Below is a listing. Write out exactly its lines between the one holding "Target: white headscarf" and the one holding "Target: car wheel", inclusive.
##############################
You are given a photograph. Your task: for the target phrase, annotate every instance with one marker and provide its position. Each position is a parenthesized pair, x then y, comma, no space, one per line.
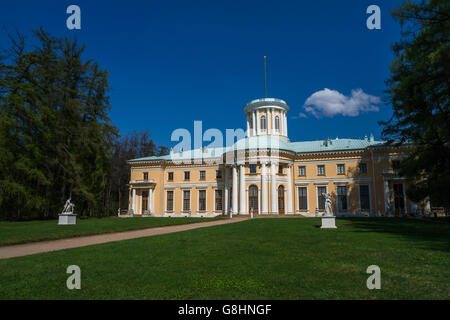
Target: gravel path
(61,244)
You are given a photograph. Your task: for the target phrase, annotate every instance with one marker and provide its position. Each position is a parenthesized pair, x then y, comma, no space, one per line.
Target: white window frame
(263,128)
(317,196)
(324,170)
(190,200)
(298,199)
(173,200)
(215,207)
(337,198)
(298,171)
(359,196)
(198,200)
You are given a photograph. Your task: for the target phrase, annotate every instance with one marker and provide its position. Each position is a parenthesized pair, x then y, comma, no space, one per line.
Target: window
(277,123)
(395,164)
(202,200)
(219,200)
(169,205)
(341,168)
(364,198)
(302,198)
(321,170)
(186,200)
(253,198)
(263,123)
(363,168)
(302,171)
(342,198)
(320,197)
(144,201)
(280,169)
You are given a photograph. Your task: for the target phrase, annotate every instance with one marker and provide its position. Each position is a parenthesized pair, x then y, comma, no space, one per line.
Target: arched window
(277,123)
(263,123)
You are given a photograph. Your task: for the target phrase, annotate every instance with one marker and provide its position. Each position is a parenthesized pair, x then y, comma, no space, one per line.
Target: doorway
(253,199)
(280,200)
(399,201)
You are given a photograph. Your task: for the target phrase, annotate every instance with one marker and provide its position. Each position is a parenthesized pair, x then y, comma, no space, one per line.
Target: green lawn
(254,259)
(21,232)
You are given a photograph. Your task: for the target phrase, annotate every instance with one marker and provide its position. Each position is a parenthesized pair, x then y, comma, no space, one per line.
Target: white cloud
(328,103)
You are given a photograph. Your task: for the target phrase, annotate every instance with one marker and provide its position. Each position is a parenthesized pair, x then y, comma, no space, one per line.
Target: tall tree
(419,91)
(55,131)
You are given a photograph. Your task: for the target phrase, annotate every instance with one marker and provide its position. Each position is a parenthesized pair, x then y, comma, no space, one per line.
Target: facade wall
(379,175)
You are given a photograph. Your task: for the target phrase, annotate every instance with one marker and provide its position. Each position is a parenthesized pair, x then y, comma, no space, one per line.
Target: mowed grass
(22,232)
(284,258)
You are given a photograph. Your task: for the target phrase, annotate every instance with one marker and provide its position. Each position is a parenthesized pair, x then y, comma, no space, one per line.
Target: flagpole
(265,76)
##############################
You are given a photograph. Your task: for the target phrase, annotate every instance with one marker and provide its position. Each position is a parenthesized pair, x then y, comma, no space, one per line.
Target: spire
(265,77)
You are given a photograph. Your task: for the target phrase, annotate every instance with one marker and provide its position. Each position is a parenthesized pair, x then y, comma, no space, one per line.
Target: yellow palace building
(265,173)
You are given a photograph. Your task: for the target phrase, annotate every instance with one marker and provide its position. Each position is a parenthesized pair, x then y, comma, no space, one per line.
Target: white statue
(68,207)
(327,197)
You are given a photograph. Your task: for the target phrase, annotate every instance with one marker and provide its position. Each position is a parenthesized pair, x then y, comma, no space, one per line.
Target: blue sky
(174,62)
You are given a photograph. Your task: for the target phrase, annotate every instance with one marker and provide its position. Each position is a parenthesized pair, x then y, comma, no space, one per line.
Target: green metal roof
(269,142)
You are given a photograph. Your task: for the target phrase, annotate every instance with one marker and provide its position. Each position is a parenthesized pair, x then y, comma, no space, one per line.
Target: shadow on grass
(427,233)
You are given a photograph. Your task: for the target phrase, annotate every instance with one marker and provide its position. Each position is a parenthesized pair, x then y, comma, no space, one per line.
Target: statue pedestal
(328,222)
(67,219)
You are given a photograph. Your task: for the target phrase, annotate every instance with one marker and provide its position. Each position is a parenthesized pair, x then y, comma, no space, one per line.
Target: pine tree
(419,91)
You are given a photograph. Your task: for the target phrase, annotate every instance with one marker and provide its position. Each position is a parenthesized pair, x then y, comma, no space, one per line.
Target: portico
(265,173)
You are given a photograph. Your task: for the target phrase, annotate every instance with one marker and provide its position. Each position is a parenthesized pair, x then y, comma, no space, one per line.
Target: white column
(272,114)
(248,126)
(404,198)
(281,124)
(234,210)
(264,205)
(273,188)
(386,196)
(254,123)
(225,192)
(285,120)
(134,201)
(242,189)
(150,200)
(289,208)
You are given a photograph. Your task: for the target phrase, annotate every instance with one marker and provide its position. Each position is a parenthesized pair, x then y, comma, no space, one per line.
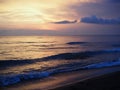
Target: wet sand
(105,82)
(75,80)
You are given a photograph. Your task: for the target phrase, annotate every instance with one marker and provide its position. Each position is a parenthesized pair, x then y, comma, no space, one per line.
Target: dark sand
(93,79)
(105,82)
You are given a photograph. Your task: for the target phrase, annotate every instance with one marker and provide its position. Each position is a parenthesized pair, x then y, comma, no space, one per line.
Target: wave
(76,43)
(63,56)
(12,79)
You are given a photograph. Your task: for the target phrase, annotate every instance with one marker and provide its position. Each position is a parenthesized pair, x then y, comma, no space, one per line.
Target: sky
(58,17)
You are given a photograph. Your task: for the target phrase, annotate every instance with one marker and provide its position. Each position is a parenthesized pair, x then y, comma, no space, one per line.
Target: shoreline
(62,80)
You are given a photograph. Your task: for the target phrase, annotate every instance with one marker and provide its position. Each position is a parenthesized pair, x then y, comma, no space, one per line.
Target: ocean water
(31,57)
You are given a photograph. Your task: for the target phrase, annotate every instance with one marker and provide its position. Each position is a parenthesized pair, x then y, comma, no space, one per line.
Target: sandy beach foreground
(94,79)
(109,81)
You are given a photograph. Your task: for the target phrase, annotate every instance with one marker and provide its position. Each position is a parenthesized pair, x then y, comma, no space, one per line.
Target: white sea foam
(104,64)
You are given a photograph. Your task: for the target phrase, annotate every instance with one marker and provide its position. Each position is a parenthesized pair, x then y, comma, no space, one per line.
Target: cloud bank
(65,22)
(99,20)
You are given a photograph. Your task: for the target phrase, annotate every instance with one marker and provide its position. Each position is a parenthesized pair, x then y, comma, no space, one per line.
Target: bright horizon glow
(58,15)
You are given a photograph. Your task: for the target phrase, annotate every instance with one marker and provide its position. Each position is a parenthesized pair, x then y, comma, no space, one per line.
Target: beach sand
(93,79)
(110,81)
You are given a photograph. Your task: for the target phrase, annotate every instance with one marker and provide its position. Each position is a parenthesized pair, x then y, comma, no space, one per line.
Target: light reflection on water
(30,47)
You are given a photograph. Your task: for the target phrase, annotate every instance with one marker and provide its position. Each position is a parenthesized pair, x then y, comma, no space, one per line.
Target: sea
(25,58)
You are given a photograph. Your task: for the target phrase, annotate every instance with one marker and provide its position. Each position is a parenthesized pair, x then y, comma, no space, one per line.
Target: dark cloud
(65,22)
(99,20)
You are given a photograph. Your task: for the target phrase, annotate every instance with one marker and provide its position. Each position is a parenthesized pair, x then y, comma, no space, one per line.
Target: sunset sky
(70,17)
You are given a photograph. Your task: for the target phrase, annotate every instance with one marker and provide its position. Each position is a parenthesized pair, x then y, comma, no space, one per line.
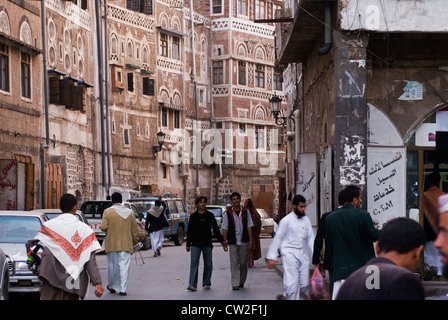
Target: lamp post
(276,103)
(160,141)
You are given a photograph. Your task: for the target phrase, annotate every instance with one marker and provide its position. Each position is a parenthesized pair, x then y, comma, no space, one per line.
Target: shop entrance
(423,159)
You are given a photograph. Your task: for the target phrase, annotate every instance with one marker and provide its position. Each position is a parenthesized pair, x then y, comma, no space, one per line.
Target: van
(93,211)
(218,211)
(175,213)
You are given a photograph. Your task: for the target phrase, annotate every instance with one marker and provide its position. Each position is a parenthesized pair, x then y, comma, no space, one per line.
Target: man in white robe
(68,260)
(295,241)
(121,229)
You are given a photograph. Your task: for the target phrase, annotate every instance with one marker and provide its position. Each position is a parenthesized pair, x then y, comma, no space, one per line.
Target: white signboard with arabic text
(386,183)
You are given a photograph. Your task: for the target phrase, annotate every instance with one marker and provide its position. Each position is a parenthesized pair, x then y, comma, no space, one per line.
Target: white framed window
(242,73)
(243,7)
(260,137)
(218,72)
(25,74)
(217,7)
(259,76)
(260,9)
##############################
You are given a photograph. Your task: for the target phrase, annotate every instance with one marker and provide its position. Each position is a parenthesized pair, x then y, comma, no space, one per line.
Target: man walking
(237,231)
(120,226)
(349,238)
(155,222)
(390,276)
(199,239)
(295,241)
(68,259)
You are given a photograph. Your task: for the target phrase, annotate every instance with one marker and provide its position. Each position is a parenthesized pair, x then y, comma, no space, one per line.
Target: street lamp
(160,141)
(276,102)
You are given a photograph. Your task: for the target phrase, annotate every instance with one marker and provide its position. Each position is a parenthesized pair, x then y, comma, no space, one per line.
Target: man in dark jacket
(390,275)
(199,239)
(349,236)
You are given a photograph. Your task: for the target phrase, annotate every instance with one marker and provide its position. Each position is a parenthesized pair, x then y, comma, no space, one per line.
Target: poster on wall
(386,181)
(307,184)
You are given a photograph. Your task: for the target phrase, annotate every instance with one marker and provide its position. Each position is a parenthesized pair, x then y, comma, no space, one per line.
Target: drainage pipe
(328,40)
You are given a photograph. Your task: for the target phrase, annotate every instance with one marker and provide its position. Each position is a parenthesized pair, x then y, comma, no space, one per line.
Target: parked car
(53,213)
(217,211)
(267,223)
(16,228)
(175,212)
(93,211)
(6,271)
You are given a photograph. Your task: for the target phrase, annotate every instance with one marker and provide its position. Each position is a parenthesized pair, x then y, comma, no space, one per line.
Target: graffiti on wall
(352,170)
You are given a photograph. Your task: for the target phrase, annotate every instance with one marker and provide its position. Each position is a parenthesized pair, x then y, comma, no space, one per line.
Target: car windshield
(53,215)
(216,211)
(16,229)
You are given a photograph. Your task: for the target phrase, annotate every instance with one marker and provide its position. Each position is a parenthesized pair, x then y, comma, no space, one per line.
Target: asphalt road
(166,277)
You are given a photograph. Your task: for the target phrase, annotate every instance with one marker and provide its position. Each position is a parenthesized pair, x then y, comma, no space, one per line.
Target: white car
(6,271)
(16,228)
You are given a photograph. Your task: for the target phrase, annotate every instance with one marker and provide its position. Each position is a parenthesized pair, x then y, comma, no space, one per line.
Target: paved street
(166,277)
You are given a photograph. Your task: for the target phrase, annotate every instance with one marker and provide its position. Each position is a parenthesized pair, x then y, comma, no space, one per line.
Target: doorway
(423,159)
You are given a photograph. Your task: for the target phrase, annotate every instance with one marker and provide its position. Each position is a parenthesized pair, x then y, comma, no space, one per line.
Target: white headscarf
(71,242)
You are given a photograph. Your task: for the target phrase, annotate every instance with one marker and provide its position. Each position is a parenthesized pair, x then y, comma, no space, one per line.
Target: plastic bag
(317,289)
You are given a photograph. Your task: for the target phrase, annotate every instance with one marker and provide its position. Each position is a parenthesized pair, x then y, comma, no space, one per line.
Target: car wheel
##############################
## TASK RESULT
Target: white headscarf
(71,242)
You are given a photograph. Your task: for the target phrase, annotate every instance with one marker and provide its position. Each position is a parenthesized pair, x then y, comma, no space, one per line.
Target: plastic bag
(317,289)
You are given a photograph. Your task: for the target phrase, annotate every instance with one marker and provide its position. Each position is a parenthesized pair, x then y, comma, no space, one per line.
Target: car wheel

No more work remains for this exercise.